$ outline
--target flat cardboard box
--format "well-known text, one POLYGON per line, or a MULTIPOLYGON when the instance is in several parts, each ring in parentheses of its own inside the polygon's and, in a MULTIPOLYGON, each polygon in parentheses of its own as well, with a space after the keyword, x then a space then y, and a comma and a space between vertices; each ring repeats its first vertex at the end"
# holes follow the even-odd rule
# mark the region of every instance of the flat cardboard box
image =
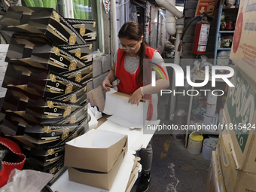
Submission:
POLYGON ((53 72, 9 63, 2 87, 53 98, 68 94, 82 86, 53 72))
POLYGON ((81 62, 59 46, 47 41, 11 38, 5 61, 46 69, 57 73, 84 67, 91 62, 81 62))
POLYGON ((80 124, 38 124, 26 125, 24 133, 39 140, 56 140, 72 133, 80 124))
POLYGON ((66 143, 65 166, 108 172, 123 151, 127 151, 127 136, 91 130, 66 143))
POLYGON ((236 168, 255 174, 256 84, 240 70, 236 71, 232 83, 235 87, 230 87, 224 109, 226 128, 232 126, 224 129, 223 135, 229 135, 230 139, 225 142, 230 140, 234 148, 236 168))
POLYGON ((22 118, 5 114, 2 133, 10 136, 23 136, 27 123, 22 118))
POLYGON ((4 112, 8 116, 22 118, 26 123, 23 124, 24 127, 27 125, 35 126, 41 123, 66 124, 68 120, 71 121, 72 120, 72 121, 69 123, 73 124, 80 122, 81 119, 87 117, 87 103, 80 105, 46 98, 37 100, 37 104, 33 100, 29 101, 26 108, 23 111, 6 109, 4 112), (45 99, 47 102, 43 99, 45 99), (41 104, 41 106, 37 105, 41 104), (66 123, 64 123, 64 122, 66 123))
POLYGON ((72 115, 81 107, 81 105, 41 97, 37 100, 29 99, 26 113, 41 120, 41 123, 50 123, 72 115))
POLYGON ((256 82, 256 39, 254 1, 241 1, 230 58, 256 82))
POLYGON ((26 33, 31 38, 44 38, 56 44, 86 43, 72 26, 53 8, 13 6, 1 24, 2 31, 10 36, 26 33))
MULTIPOLYGON (((88 169, 68 166, 69 180, 72 181, 109 190, 112 187, 115 177, 123 163, 126 152, 126 151, 123 150, 121 154, 120 154, 114 164, 108 172, 95 172, 88 169)), ((104 163, 102 159, 102 163, 104 163)), ((65 165, 66 166, 66 163, 65 165)))
POLYGON ((65 143, 53 147, 37 149, 31 148, 29 150, 29 158, 33 157, 41 162, 52 161, 55 157, 64 156, 65 154, 65 143))
POLYGON ((31 142, 32 146, 36 148, 44 148, 50 146, 54 146, 56 145, 61 145, 65 143, 80 135, 82 132, 84 133, 89 129, 88 118, 85 118, 83 121, 77 126, 72 132, 68 130, 62 133, 62 136, 59 139, 54 140, 41 140, 33 138, 29 135, 24 133, 23 139, 27 140, 31 142))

*-*-*

What to do: Update the rows above by substituting "folded shipping carton" for each occurrence of "flat cardboard box", leaving everything else unchanged and the pictures out.

Task answer:
$ outline
--target folded shipping carton
--format "well-known text, one POLYGON per line, or a MULTIPOLYGON when the instance is in several parts, each ring in parentheses of its own inside the polygon's and, in a MULTIPOLYGON, each polygon in parentheses of its own as well, with a space after the keyword, x then a space then y, and a comma and a space between vertices; each ring repeats its first vertex at the end"
# holes follow the even-odd rule
# mark the region of every instance of the folded shipping carton
image =
Submission:
POLYGON ((53 72, 9 63, 2 87, 53 98, 68 94, 82 86, 53 72))
POLYGON ((81 62, 59 46, 47 41, 11 38, 5 61, 46 69, 57 73, 84 67, 91 62, 81 62))
POLYGON ((80 124, 38 124, 26 125, 24 133, 39 140, 56 140, 72 133, 80 124))
POLYGON ((66 143, 65 166, 108 172, 123 151, 127 151, 127 136, 91 130, 66 143))
POLYGON ((236 168, 255 174, 256 84, 240 70, 236 71, 232 83, 235 87, 230 87, 224 109, 226 128, 232 126, 224 129, 223 135, 229 135, 230 139, 225 142, 230 140, 234 148, 236 168))
POLYGON ((22 118, 5 114, 2 133, 10 136, 23 136, 27 123, 22 118))
POLYGON ((4 112, 8 116, 22 118, 26 123, 23 124, 24 127, 27 125, 35 126, 41 123, 66 124, 68 120, 71 121, 72 120, 72 121, 69 123, 73 124, 80 122, 81 119, 87 117, 87 103, 80 105, 46 98, 37 100, 37 104, 33 100, 29 101, 26 108, 23 111, 6 109, 4 112), (45 99, 47 102, 43 99, 45 99), (41 104, 41 106, 37 105, 41 104), (66 123, 64 123, 64 122, 66 123))
POLYGON ((72 115, 81 107, 81 105, 41 97, 37 100, 29 99, 26 113, 41 120, 41 123, 50 123, 72 115))
POLYGON ((256 82, 256 39, 254 1, 241 1, 230 58, 256 82))
POLYGON ((26 33, 31 38, 44 38, 56 44, 86 43, 72 26, 53 8, 13 6, 1 24, 2 31, 10 36, 26 33))
MULTIPOLYGON (((88 169, 68 166, 69 180, 72 181, 109 190, 112 187, 115 177, 123 163, 126 152, 126 151, 123 150, 121 154, 120 154, 114 164, 108 172, 95 172, 88 169)), ((104 163, 102 159, 102 163, 104 163)), ((65 165, 66 166, 66 163, 65 165)))
POLYGON ((65 143, 53 147, 37 149, 31 148, 29 150, 29 158, 33 157, 41 162, 52 161, 55 157, 64 156, 65 154, 65 143))
POLYGON ((31 142, 32 146, 36 148, 44 148, 50 146, 54 146, 56 145, 61 145, 65 143, 80 135, 82 132, 84 133, 89 129, 88 118, 85 118, 83 121, 77 126, 72 132, 68 130, 62 133, 62 136, 59 139, 54 140, 41 140, 33 138, 29 135, 24 133, 23 139, 27 140, 31 142))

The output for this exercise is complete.